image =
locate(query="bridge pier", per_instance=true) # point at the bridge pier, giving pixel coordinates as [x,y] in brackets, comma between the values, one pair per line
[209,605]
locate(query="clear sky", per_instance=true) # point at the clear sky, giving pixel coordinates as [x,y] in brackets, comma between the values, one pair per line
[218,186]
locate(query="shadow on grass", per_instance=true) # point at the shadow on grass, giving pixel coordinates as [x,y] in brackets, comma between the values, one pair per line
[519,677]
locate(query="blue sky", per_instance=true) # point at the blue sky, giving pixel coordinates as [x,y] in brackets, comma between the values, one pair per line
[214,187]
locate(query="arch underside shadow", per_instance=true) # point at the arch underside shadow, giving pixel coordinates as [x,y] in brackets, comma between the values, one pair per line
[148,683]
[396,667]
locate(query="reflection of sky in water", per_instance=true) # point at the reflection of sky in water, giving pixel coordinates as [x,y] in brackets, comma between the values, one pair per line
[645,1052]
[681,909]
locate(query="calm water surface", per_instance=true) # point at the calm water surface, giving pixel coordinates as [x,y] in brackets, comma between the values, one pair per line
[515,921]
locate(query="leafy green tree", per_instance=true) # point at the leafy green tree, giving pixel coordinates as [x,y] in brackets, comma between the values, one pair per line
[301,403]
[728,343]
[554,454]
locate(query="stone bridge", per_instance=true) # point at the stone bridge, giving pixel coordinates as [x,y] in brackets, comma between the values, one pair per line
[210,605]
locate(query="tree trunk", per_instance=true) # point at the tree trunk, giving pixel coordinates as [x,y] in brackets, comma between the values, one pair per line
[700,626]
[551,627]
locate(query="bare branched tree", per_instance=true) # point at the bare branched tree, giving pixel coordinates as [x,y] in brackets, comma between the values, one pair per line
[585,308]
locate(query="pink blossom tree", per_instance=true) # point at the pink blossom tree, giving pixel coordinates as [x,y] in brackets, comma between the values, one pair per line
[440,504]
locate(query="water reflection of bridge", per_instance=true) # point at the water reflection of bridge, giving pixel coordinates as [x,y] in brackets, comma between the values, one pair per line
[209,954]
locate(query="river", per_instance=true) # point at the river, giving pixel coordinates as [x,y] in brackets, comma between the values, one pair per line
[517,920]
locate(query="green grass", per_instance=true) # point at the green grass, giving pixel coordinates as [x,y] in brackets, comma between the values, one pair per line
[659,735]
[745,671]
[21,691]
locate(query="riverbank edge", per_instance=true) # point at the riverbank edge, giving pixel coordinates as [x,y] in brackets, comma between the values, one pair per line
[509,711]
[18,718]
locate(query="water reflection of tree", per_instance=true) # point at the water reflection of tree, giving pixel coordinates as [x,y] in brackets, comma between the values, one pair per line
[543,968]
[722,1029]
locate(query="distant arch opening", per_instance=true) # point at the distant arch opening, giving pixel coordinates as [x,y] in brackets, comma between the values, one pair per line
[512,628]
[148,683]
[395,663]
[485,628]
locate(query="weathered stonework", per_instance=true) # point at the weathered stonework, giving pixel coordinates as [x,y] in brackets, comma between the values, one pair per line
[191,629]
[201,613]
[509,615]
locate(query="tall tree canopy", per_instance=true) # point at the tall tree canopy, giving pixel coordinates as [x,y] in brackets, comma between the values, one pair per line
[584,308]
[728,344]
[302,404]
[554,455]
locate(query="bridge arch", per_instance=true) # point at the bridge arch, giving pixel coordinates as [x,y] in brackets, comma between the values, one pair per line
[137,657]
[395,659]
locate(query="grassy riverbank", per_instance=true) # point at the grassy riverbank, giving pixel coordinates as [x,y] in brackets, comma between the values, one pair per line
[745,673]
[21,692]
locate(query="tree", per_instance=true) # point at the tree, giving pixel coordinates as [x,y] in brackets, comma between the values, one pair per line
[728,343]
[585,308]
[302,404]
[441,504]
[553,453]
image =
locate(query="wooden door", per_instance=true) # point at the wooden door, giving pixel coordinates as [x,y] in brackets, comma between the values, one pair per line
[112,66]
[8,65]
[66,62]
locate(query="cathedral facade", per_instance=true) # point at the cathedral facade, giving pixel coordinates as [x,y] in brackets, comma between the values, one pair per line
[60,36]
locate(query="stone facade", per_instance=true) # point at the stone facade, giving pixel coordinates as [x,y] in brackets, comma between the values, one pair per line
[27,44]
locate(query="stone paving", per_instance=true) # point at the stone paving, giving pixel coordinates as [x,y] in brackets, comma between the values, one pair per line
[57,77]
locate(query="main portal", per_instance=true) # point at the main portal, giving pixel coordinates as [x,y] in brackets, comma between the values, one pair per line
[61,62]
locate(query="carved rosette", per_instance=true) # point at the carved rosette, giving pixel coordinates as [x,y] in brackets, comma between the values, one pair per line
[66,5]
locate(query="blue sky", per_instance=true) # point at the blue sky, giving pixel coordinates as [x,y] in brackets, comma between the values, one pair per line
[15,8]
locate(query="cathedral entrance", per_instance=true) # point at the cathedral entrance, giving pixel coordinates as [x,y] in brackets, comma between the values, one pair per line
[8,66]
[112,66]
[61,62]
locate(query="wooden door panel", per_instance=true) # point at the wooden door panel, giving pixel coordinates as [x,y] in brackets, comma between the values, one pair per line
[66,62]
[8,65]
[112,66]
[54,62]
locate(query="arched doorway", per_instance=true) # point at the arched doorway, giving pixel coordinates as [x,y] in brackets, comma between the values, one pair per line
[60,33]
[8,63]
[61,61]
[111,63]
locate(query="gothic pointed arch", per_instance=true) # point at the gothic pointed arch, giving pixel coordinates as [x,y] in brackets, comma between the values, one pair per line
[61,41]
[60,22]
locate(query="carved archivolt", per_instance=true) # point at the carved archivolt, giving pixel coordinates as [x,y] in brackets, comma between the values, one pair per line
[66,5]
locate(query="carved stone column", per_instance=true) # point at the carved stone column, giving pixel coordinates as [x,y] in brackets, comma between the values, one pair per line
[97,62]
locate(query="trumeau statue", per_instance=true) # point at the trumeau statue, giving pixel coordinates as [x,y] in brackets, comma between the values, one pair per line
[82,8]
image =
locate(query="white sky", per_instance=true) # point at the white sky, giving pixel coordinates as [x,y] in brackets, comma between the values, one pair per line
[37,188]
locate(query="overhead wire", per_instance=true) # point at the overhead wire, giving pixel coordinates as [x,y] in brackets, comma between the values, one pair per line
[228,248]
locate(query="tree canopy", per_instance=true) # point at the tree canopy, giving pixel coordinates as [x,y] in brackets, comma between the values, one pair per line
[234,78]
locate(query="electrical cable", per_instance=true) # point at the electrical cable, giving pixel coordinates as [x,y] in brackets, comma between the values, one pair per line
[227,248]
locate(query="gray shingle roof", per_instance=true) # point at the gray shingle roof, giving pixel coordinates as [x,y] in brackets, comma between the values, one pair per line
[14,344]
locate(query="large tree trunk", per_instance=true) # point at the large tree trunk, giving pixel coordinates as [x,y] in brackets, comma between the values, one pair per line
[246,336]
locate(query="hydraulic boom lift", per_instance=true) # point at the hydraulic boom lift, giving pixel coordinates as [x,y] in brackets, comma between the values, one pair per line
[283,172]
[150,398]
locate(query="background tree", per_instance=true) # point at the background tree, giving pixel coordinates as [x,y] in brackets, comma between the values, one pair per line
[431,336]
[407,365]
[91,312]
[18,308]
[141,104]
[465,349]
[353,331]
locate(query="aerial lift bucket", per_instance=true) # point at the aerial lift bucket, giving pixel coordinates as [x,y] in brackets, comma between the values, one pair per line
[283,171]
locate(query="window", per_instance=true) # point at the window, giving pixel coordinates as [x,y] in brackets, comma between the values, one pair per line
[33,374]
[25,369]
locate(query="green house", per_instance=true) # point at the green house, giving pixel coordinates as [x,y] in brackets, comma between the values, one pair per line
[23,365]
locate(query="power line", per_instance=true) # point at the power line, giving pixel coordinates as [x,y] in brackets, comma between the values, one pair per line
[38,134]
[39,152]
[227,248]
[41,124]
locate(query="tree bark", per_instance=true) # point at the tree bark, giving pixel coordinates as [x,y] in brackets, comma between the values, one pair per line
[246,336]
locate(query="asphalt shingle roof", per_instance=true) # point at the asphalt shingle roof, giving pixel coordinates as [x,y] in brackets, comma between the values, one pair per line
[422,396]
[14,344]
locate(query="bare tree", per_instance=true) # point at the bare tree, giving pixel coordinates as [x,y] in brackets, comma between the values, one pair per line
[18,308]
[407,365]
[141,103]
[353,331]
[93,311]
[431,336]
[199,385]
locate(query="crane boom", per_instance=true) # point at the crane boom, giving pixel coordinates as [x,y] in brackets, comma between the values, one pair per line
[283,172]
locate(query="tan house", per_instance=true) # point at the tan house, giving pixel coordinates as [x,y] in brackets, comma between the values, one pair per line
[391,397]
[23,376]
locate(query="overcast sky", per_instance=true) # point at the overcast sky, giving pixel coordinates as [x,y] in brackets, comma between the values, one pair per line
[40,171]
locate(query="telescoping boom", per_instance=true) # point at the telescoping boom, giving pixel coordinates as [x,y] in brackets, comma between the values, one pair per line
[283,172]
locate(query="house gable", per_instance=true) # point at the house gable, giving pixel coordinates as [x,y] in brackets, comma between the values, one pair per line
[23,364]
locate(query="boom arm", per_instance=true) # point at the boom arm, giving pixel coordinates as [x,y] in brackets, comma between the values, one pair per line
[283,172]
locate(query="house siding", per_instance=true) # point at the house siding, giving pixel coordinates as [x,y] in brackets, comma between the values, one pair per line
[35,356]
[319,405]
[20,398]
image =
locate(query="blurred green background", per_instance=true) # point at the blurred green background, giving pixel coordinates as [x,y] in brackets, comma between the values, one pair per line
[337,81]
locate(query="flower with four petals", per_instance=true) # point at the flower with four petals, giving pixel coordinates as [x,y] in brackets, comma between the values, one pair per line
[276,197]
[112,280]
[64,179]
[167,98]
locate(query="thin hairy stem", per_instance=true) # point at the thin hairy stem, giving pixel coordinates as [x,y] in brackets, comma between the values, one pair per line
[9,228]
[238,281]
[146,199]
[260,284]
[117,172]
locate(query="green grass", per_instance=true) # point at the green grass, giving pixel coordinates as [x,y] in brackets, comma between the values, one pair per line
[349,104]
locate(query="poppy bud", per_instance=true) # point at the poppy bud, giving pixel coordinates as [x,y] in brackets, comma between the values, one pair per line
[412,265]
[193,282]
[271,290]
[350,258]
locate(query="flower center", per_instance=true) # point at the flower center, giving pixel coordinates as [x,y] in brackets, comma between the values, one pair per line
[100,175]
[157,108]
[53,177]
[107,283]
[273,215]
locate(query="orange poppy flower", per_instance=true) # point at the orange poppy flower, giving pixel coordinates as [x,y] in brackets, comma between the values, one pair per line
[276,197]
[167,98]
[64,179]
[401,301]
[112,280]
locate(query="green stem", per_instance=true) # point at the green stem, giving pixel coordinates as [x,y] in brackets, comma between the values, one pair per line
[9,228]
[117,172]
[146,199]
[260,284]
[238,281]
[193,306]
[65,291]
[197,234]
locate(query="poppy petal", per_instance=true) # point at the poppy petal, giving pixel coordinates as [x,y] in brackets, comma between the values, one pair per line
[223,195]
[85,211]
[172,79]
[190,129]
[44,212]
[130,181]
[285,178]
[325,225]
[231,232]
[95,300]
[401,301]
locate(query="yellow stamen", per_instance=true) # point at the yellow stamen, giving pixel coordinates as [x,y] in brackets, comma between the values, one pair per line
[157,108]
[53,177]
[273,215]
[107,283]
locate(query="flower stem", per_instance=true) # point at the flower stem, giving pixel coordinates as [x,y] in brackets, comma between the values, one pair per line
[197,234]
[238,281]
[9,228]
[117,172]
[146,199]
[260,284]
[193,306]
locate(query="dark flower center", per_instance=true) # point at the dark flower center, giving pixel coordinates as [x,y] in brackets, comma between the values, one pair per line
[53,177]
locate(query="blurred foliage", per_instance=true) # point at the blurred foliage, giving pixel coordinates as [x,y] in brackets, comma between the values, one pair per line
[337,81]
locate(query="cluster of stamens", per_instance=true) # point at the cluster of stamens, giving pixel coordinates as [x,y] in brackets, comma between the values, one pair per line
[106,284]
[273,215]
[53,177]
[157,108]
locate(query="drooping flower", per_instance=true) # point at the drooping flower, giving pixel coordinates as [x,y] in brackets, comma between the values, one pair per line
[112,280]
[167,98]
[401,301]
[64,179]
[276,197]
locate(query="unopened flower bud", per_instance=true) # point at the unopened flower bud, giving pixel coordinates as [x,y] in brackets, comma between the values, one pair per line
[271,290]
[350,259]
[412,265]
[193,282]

Do this. The required output is the span of lines from the one containing "at the dark" to the last line, reproduced character for character.

Written answer.
locate(query="dark flower center", per_instance=true) # point at the dark flower center, giving pixel coordinates as [x,y] in brackets, comma between the values, one pair per line
[53,177]
locate(query="blurred foliage", per_instance=true) # point at the blurred foliage, giving pixel coordinates as [x,y] in brackets, comma between the values, one pair per line
[337,81]
locate(query="cluster of stamens", per_instance=true) # point at the cluster of stamens, giving pixel coordinates as [x,y] in brackets, comma between the values, one pair per line
[106,284]
[273,215]
[53,177]
[157,108]
locate(query="drooping flower", per_instance=true) # point at the drooping flower, giving pixel coordinates as [x,y] in brackets, comma between the values, one pair per line
[112,280]
[167,98]
[401,301]
[64,179]
[276,197]
locate(query="unopened flower bud", per_instance=true) # point at the unopened flower bud, giving pixel coordinates as [x,y] in brackets, comma between the values, one pair per line
[271,290]
[350,259]
[412,265]
[193,282]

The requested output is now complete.